How many lines in the rows below contain the string "side"? Reply with the number alone.

----- RECORDS FOR THIS TASK -----

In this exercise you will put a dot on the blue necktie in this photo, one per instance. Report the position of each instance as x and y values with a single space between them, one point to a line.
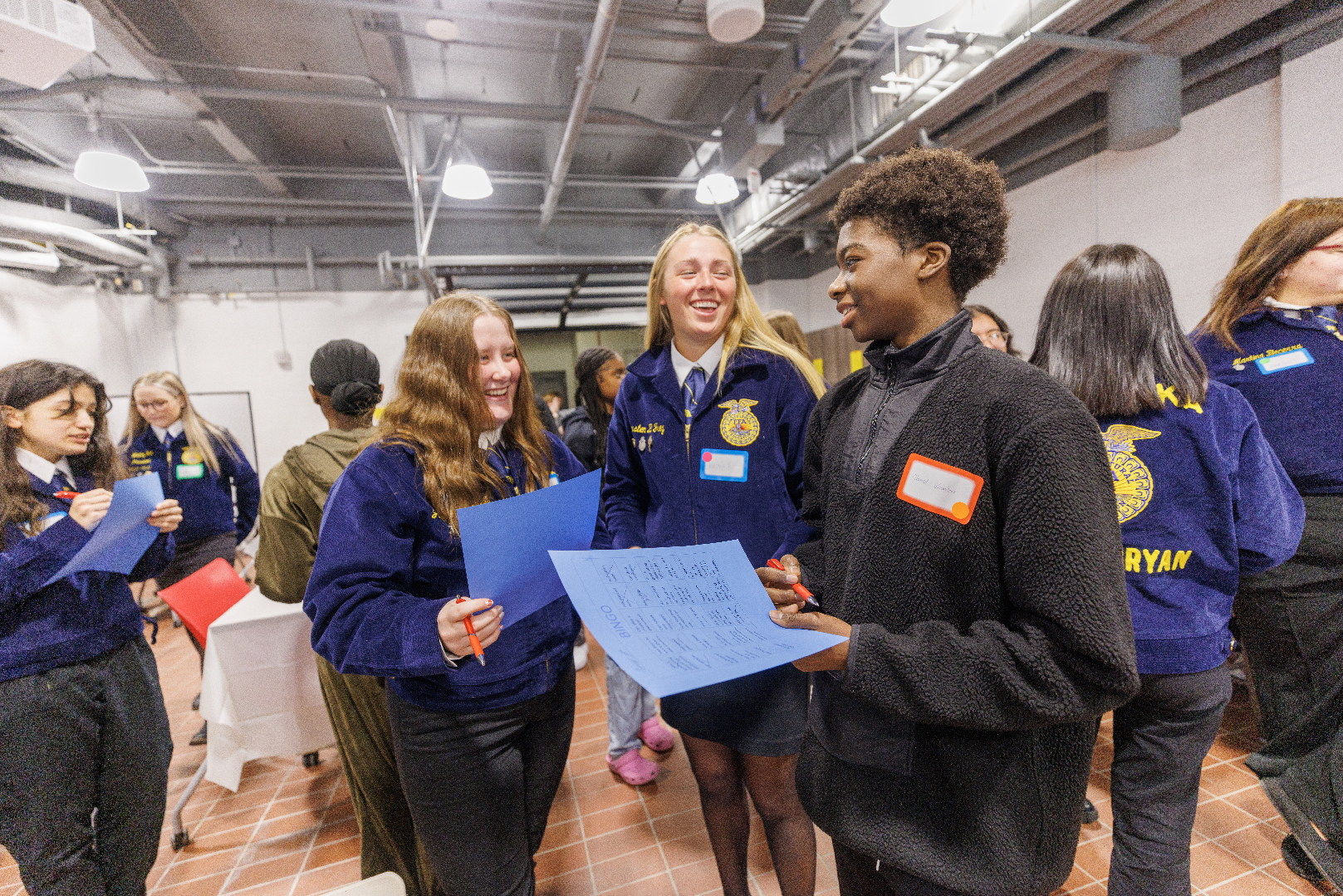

-----
----- RECORDS FOR THIS TASK -----

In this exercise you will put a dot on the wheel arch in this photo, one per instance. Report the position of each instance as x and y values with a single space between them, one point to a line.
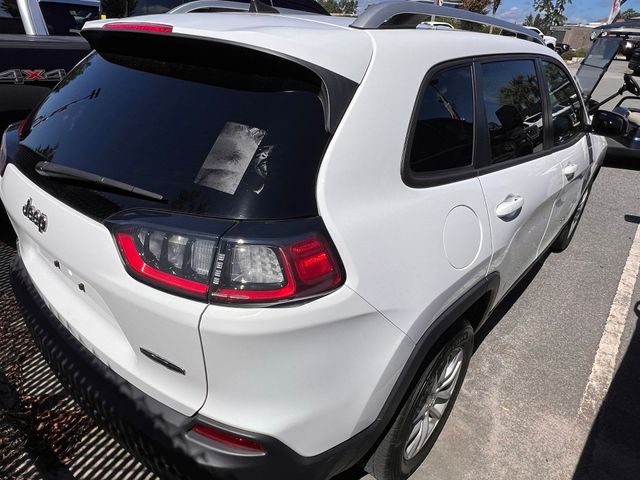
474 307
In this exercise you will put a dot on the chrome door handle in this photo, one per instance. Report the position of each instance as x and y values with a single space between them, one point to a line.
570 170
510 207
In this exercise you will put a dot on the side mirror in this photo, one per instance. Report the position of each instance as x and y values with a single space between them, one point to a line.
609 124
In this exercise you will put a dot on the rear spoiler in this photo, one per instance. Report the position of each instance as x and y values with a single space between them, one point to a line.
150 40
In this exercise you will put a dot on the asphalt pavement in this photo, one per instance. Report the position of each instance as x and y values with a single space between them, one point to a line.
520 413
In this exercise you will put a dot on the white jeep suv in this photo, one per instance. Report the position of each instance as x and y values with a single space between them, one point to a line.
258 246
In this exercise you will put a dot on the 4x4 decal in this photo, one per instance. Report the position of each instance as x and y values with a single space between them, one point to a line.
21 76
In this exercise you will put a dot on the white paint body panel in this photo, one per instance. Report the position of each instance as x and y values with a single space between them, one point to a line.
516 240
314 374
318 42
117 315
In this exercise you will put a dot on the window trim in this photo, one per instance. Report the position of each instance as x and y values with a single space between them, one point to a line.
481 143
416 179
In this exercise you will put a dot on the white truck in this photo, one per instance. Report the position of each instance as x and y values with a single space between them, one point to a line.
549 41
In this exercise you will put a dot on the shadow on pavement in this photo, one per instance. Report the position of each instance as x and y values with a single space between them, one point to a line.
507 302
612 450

-----

## RESPONSE FOR THIS EXERCISE:
1